## Problem requirements
Would you print all of the entries word for word?

*** Opening of Dataset records ***

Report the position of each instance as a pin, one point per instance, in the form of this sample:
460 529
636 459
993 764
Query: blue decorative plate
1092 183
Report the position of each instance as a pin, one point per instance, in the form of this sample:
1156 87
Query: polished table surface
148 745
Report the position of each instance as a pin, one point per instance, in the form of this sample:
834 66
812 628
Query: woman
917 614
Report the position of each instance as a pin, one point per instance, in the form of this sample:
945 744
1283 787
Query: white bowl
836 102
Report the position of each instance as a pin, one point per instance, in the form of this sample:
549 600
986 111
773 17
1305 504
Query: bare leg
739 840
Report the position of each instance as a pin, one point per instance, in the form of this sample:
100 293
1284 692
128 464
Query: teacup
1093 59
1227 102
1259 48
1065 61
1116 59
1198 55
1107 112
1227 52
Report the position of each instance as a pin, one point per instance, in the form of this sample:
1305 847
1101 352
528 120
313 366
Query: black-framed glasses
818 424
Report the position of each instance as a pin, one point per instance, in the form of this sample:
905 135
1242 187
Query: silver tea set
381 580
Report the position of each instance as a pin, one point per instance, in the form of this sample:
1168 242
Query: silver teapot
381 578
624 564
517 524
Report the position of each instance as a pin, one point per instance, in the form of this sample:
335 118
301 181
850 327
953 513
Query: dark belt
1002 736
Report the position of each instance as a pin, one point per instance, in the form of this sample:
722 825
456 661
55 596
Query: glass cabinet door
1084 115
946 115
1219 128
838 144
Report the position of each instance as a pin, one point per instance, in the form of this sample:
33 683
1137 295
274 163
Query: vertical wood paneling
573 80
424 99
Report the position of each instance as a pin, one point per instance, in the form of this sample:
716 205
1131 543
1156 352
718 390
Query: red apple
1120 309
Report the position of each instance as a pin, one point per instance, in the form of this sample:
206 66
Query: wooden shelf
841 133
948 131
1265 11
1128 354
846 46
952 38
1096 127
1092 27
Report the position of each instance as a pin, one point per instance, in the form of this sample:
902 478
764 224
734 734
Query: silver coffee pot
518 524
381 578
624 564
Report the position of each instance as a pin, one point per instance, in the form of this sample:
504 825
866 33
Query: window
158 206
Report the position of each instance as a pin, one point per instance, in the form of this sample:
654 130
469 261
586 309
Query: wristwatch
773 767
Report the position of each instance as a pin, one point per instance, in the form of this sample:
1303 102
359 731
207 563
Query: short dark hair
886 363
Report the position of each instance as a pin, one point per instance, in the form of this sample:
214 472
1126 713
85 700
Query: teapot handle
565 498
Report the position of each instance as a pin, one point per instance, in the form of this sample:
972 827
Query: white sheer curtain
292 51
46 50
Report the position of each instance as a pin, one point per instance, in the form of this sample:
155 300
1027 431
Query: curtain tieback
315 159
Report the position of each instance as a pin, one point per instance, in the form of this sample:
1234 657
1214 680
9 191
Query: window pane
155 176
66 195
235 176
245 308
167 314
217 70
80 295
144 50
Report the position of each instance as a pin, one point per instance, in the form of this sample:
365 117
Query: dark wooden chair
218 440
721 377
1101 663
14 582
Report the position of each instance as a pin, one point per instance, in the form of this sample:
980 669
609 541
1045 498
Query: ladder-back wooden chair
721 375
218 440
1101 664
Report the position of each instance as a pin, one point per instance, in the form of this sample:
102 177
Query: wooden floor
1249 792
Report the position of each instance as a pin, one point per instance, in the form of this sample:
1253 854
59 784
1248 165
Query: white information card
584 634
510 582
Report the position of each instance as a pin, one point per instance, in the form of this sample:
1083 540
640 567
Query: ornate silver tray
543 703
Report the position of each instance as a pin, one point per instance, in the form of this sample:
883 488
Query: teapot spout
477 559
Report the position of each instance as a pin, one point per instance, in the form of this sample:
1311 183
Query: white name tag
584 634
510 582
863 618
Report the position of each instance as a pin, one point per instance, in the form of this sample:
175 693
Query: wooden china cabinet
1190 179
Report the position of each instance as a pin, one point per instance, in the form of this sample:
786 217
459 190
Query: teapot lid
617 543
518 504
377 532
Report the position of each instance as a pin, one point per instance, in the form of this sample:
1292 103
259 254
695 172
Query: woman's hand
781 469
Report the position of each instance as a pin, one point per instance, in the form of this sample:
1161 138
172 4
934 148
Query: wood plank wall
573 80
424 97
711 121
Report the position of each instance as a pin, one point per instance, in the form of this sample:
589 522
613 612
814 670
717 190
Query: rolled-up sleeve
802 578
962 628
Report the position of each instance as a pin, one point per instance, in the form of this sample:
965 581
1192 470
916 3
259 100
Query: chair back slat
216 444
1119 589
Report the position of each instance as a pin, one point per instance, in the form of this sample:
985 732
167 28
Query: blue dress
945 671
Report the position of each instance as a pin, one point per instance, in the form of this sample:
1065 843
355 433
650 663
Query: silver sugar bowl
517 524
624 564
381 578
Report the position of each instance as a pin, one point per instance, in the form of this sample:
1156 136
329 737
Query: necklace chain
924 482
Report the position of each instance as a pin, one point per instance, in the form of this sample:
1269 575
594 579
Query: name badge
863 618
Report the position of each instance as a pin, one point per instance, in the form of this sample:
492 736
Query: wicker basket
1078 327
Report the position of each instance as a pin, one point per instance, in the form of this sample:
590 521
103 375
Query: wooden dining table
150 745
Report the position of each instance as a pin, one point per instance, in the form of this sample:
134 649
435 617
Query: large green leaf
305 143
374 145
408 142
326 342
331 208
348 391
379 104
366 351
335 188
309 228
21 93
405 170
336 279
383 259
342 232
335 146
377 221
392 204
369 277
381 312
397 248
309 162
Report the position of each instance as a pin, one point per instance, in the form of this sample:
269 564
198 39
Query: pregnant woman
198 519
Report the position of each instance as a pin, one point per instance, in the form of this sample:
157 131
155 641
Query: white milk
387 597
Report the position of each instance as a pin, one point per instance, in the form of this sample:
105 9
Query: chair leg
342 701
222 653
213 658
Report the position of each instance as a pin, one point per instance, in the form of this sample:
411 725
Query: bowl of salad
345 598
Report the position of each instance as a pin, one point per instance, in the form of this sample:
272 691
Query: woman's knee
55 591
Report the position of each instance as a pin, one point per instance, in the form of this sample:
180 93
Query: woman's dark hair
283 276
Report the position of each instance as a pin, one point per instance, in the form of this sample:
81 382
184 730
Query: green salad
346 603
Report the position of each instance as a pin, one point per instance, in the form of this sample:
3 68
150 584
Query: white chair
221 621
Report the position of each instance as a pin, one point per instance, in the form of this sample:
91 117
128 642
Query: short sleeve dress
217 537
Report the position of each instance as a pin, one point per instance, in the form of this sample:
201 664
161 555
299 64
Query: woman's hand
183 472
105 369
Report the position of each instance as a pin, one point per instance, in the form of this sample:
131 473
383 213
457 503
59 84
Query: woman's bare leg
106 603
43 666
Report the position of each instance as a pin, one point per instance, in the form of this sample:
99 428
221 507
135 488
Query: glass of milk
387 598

*** Close of Dataset records ***

## Solved problem
Report the position of each instance as a pin, one point per instance, in the form of this sample:
460 529
636 459
993 764
Query: blue decorative plate
1092 183
Report the position of each instance as a pin, one point per instance, in the form of this sample:
1156 87
Query: polished table surface
148 745
Report the position of each instance as a pin, one point per instance, in the form of this sample:
834 66
812 628
Query: woman
917 614
Report the position of each instance as a pin, one point per instance, in the form of this sample:
945 744
1283 787
Query: white bowl
836 102
Report the position of each instance as a pin, one point per instance, in the form of this sample:
549 600
986 111
773 17
1305 504
Query: bare leg
739 840
Report the position of each instance as a pin, one point per instance, in the form of this sample:
100 293
1284 692
128 464
Query: teacup
1093 59
1227 102
1259 48
1065 61
1116 59
1198 55
1107 112
1227 52
Report the position of each instance as a pin, one point per instance, in the form of this sample:
1305 847
1101 352
528 120
313 366
Query: black-framed glasses
818 424
Report the position of each instance as a pin, one point per instance, in the form of this sample:
905 135
1242 187
Query: silver tea set
381 580
Report the position of each instance as a pin, one point per instance, in the form of this sample:
1168 242
Query: silver teapot
381 578
624 564
517 524
Report the position of each instance as a pin, one point per instance, in the form of this sample:
335 118
301 181
850 327
953 513
Query: dark belt
1002 736
Report the position of each instance as a pin, one point per instance, in the form of this sample:
722 825
456 661
55 596
Query: glass cabinet door
1084 115
946 115
1219 128
838 144
Report the position of each instance as a pin, one point per instance, in the form of this sample:
33 683
1137 295
274 163
Query: vertical wood paneling
573 80
424 99
Report the position of each instance as a pin, one point per instance, in the form of this sample:
716 205
1131 543
1156 352
718 390
Query: red apple
1120 309
Report the position of each instance as a pin, one point per instance, in the form of this sample:
206 66
Query: wooden shelf
841 133
948 131
1265 11
1128 354
846 46
952 38
1096 127
1092 27
Report the position of each instance as a pin, one point per instance, in the form of this sample:
902 478
764 224
734 734
Query: silver coffee pot
518 524
381 578
624 564
Report the position of each instance as a pin, one point per instance, in the form of this sample:
504 825
866 33
Query: window
158 206
Report the position of each instance as a pin, one point per instance, in the form of this sample:
654 130
469 261
586 309
Query: wristwatch
773 767
Report the position of each instance as a pin, one point per instance, in the form of this sample:
1303 102
359 731
207 563
Query: short dark hair
886 363
Report the position of each instance as a pin, one point per instance, in the form of this sample:
214 472
1126 713
85 700
Query: teapot handle
565 498
Report the position of each instance as a pin, one point per instance, in the form of this sample:
972 827
Query: white sheer curtain
292 51
46 50
Report the position of each instance as a pin, one point per instance, in the form of this sample:
155 300
1027 431
Query: curtain tieback
315 159
Report the position of each instance as a pin, one point per instance, in the form of this sample:
1234 657
1214 680
9 191
Query: window pane
155 176
66 195
235 176
245 308
167 314
217 70
80 295
144 50
Report the position of each instance as a pin, one point per instance, in the form of this sample:
365 117
Query: dark wooden chair
218 440
721 377
1101 663
14 582
Report the position of each instance as a pin, one point per instance, in the form of this sample:
980 669
609 541
1045 498
Query: ladder-back wooden chair
721 375
218 440
1101 664
Report the position of each instance as a pin, one point per instance, in the form of this sample:
102 177
Query: wooden floor
1249 792
Report the position of each instance as a pin, one point per instance, in the form of this sample:
1253 854
59 784
1248 165
Query: white information card
584 634
510 582
Report the position of each instance as a pin, one point per instance, in the form of this sample:
1083 540
640 567
Query: ornate silver tray
543 703
Report the position of each instance as a pin, one point per instance, in the form of this sample:
883 488
Query: teapot spout
477 559
Report the position of each instance as a pin, one point per instance, in the form of this sample:
1311 183
Query: white name tag
584 634
510 582
863 618
Report the position of each instance as a pin, one point per instance, in the form of this sample:
175 693
Query: wooden china cabinet
1190 179
Report the position of each instance as a pin, one point per instance, in the form of this sample:
786 217
459 190
Query: teapot lid
617 543
518 504
377 532
Report the position of each instance as a pin, one point per instance, in the form of this sample:
1292 103
259 254
695 172
Query: woman's hand
781 469
Report the position of each instance as a pin, one point per instance, in the form of this sample:
1161 138
172 4
934 148
Query: wood plank wall
573 80
424 97
711 121
Report the position of each instance as a pin, one point per instance, in the form of this sample:
589 522
613 612
814 670
717 190
Query: rolled-up sleeve
802 578
962 628
Report the position of each instance as a pin, one point per instance, in the form of this sample:
965 581
1192 470
916 3
259 100
Query: chair back slat
216 444
1119 589
Report the position of each instance as a pin, one point per instance, in the form of this sample:
985 732
167 28
Query: blue dress
945 671
Report the position of each instance as a pin, one point per instance, in the form of this sample:
1065 843
355 433
650 663
Query: silver sugar bowl
517 524
624 564
381 578
Report the position of each instance as a pin, one point per instance, in the form of this sample:
1156 136
329 737
Query: necklace chain
924 482
Report the position of each instance as a pin, one point per instance, in the form of this sample:
1269 575
594 579
Query: name badge
863 618
Report the position of each instance as a pin, one point per instance, in the form of this sample:
492 736
Query: wicker basket
1078 327
Report the position of each instance as a pin, one point per instance, in the form of this sample:
590 521
103 375
Query: wooden dining table
150 745
Report the position of each instance as a pin, one point per instance, in the form of this sample:
134 649
435 617
Query: large green leaf
305 143
374 145
408 142
326 342
331 208
348 391
379 104
366 351
335 188
309 228
21 93
405 170
336 279
383 259
342 232
335 146
377 221
392 204
369 277
381 312
397 248
309 162
Report the position of each instance as a pin, one point per instance, in the form of this sample:
269 564
198 39
Query: pregnant woman
198 519
Report the position of each instance as a pin, one point per instance, in the form of this sample:
157 131
155 641
Query: white milk
387 597
Report the position of each instance as a pin, one point per instance, in the form of this sample:
105 9
Query: chair leg
342 701
222 653
213 658
Report the position of each instance as a pin, one point per instance, in the form of this sample:
411 725
Query: bowl of salad
345 598
Report the position of each instance as a pin, one point per instance, in the form of this sample:
272 691
Query: woman's knee
55 591
Report the position of each instance as a pin, one point per instance, in the form of this sample:
180 93
Query: woman's dark hair
283 276
Report the position of each instance as a pin, one point per instance, in the form of this sample:
81 382
184 730
Query: green salad
346 603
Report the position of each instance as a pin, one point per instance, in the form of this sample:
3 68
150 584
Query: white chair
221 621
Report the position of each instance as a pin, one point per instance, in the form of this sample:
91 117
128 642
Query: short sleeve dress
217 537
Report the position of each instance as a pin, one point per instance, in the form of this sample:
201 664
161 555
299 64
Query: woman's hand
183 472
105 369
Report the position of each instance as a pin, one point per instance, in the form of this sample:
131 473
383 213
457 503
59 84
Query: woman's bare leg
106 603
43 666
Report the position of each instance as a pin, one point per instance, in the form of this sample:
99 428
221 507
135 488
Query: glass of milk
387 598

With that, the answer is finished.